Every record below needs to be printed again exactly.

________________________

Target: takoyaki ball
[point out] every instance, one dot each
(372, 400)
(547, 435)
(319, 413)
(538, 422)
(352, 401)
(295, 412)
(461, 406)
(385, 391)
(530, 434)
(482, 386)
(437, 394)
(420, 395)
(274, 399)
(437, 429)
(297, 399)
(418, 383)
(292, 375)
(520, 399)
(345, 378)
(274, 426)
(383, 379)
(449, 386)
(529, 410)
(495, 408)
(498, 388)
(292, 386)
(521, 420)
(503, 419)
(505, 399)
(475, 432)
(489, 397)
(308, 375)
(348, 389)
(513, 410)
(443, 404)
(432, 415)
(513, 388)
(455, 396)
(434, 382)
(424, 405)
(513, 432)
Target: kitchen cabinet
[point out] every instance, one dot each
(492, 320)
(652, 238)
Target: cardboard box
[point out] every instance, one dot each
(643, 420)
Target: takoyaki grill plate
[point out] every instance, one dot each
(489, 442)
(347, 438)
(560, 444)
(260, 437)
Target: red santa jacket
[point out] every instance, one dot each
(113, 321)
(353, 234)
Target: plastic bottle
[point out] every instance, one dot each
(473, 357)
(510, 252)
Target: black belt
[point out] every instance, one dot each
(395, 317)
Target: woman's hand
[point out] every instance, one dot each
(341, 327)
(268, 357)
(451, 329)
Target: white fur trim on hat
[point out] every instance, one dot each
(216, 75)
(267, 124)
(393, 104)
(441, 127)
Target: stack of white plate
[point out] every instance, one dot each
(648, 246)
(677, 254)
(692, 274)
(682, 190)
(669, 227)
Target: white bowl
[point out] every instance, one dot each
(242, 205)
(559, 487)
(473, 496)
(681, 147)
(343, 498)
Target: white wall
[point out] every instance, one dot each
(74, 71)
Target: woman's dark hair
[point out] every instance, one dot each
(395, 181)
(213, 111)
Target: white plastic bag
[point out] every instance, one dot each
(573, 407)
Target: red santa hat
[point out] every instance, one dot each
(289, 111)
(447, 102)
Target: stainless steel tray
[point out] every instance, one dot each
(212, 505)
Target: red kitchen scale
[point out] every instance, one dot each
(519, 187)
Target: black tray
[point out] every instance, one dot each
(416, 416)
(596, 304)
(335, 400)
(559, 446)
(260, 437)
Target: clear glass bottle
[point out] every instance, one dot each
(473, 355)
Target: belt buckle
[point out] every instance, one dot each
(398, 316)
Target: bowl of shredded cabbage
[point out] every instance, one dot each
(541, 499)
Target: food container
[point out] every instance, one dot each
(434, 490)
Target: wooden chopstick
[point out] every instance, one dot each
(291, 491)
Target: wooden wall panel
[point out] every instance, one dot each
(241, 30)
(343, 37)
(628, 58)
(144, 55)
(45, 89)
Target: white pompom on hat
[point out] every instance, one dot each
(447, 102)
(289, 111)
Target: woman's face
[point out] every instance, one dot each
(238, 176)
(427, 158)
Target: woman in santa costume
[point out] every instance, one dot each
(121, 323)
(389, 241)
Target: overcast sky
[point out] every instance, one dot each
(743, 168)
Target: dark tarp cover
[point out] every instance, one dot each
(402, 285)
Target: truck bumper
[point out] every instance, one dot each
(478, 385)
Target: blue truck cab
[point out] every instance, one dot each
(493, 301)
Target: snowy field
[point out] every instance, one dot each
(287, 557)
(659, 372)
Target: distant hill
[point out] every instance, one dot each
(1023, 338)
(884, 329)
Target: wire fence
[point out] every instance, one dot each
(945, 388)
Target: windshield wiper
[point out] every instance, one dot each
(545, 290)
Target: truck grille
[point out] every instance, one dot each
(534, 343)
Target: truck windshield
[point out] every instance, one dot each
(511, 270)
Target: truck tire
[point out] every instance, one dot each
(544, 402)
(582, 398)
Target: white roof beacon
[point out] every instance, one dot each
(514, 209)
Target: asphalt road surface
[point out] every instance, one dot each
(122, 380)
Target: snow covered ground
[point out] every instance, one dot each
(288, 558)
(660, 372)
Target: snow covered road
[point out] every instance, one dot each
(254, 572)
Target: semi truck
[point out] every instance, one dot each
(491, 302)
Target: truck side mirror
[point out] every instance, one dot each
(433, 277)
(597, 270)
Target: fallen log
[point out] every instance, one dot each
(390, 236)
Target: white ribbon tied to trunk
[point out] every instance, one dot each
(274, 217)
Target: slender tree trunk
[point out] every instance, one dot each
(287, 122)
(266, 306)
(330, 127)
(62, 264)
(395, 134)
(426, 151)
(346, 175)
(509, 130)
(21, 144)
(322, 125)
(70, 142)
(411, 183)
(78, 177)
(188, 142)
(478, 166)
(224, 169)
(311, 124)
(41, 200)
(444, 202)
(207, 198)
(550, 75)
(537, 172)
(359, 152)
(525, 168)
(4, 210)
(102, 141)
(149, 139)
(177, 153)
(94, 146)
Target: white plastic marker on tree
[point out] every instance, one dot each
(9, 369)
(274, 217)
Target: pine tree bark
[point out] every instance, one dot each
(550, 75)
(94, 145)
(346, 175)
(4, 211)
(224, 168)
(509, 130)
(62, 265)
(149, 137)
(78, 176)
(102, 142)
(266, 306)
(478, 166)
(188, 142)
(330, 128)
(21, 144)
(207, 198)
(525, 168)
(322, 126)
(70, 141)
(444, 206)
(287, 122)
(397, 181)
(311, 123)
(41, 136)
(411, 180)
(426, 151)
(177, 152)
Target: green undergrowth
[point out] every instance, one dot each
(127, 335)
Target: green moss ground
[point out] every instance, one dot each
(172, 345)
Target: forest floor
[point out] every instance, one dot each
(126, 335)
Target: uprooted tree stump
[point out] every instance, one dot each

________________________

• THE ANSWER:
Target: takoyaki ball
[point out] every instance, one dot each
(372, 400)
(547, 435)
(319, 413)
(538, 422)
(352, 401)
(295, 412)
(461, 406)
(385, 391)
(530, 434)
(482, 386)
(437, 394)
(420, 395)
(274, 399)
(437, 429)
(297, 399)
(418, 383)
(292, 375)
(520, 399)
(345, 378)
(274, 426)
(383, 379)
(449, 386)
(529, 410)
(495, 408)
(498, 388)
(292, 386)
(521, 420)
(503, 419)
(505, 399)
(475, 432)
(489, 397)
(308, 375)
(348, 389)
(513, 410)
(443, 404)
(432, 415)
(513, 388)
(455, 396)
(434, 382)
(424, 405)
(513, 432)
Target: kitchen cabinet
[point out] every instance, one dot each
(492, 320)
(652, 238)
Target: cardboard box
[point out] every instance, one dot each
(643, 420)
Target: takoyaki grill plate
[point out] every instance, one dot each
(489, 442)
(347, 438)
(560, 444)
(260, 437)
Target: red santa jacket
[point out] every instance, one dot each
(113, 321)
(353, 234)
Target: plastic bottle
[point out] every instance, one dot each
(473, 357)
(510, 252)
Target: black belt
[point out] every instance, one dot each
(395, 317)
Target: woman's hand
[point out] every instance, one dot each
(341, 327)
(268, 357)
(451, 329)
Target: white fur trim on hat
[point out] every instance, one dot each
(216, 75)
(267, 124)
(393, 104)
(441, 127)
Target: stack of white plate
[point out] every instance, one dot each
(648, 246)
(677, 254)
(692, 274)
(682, 190)
(669, 227)
Target: white bowl
[point out] every instance, one dot each
(242, 205)
(559, 487)
(473, 496)
(681, 147)
(343, 498)
Target: white wall
[point out] every instance, one dot each
(74, 71)
Target: woman's dark hair
[point out] every instance, one dot each
(395, 181)
(213, 111)
Target: white plastic bag
[point out] every instance, one dot each
(573, 407)
Target: red santa hat
[point out] every instance, one dot each
(289, 111)
(447, 102)
Target: stainless steel tray
[point out] every instance, one dot each
(212, 505)
Target: red kitchen scale
[point out] every instance, one dot each
(519, 187)
Target: black tray
[point out] every instance, one dot each
(416, 416)
(596, 304)
(335, 400)
(559, 446)
(260, 437)
Target: clear glass bottle
[point out] every instance, one dot each
(473, 355)
Target: belt buckle
[point out] every instance, one dot each
(398, 316)
Target: bowl of shredded cabbage
[point out] every instance, one dot each
(541, 499)
Target: food container
[point out] every instance, one dot each
(434, 490)
Target: wooden chopstick
[point out] every instance, one dot each
(291, 491)
Target: wooden wall panel
[point out] every instance, one dot each
(241, 30)
(343, 37)
(628, 58)
(144, 55)
(45, 89)
Target: white pompom on hat
[point out] every instance, one dot each
(447, 102)
(289, 111)
Target: woman's face
[point out] every instance, one dot each
(238, 176)
(427, 158)
Target: woman in santa costume
[point out] every instance, one dot each
(121, 323)
(389, 241)
Target: overcast sky
[point out] every instance, one dot each
(743, 168)
Target: dark tarp cover
[point out] every instance, one dot each
(402, 285)
Target: truck bumper
[point out] every instance, one dot each
(478, 385)
Target: blue truck cab
[point out] every instance, one dot each
(493, 301)
Target: snowy field
[point out] every instance, one dot each
(287, 557)
(659, 372)
Target: distant hill
[point out] every instance, one dot each
(1023, 338)
(884, 329)
Target: wire fence
[point out] every instance, one dot each
(945, 388)
Target: windshield wiper
[point out] every instance, one dot each
(545, 290)
Target: truck grille
[point out] every instance, one dot each
(534, 343)
Target: truck windshield
[point out] every instance, one dot each
(511, 270)
Target: truck tire
[point out] every instance, one dot each
(544, 402)
(582, 398)
Target: white roof beacon
[point out] every instance, one dot each
(514, 209)
Target: asphalt road surface
[point out] every instance, one dot each
(122, 380)
Target: snow covered ground
[point out] every instance, one dot each
(288, 558)
(660, 372)
Target: snow covered road
[point out] every instance, one dot each
(254, 572)
Target: semi truck
[point out] every instance, one dot each
(491, 302)
Target: truck side mirror
[point out] every instance, one dot each
(433, 277)
(597, 270)
Target: fallen log
[point out] every instance, one dot each
(390, 236)
Target: white ribbon tied to trunk
[point out] every instance, one dot each
(274, 217)
Target: slender tree trunk
[point out] every instance, one dot each
(287, 122)
(266, 306)
(330, 127)
(62, 264)
(395, 134)
(426, 151)
(346, 175)
(509, 130)
(21, 144)
(322, 125)
(70, 142)
(411, 183)
(78, 177)
(188, 142)
(478, 166)
(224, 169)
(311, 124)
(41, 200)
(444, 202)
(207, 198)
(550, 75)
(537, 172)
(359, 152)
(525, 168)
(4, 210)
(102, 141)
(149, 139)
(177, 153)
(94, 146)
Target: white plastic marker on tree
[point out] every instance, one dot each
(9, 369)
(274, 217)
Target: pine tree bark
[point out] every instance, one dot each
(550, 75)
(94, 145)
(346, 175)
(4, 211)
(224, 168)
(509, 130)
(62, 265)
(149, 137)
(78, 176)
(102, 142)
(266, 306)
(478, 166)
(188, 142)
(330, 128)
(21, 144)
(207, 198)
(525, 168)
(322, 126)
(70, 141)
(444, 206)
(287, 122)
(397, 181)
(311, 123)
(41, 136)
(411, 180)
(426, 151)
(177, 152)
Target: green undergrowth
[point out] every instance, one dot each
(127, 335)
Target: green moss ground
[point out] every instance, one dot each
(172, 345)
Target: forest floor
[point out] every instance, one dot each
(126, 335)
Target: uprooted tree stump
[point out] every instance, one dot each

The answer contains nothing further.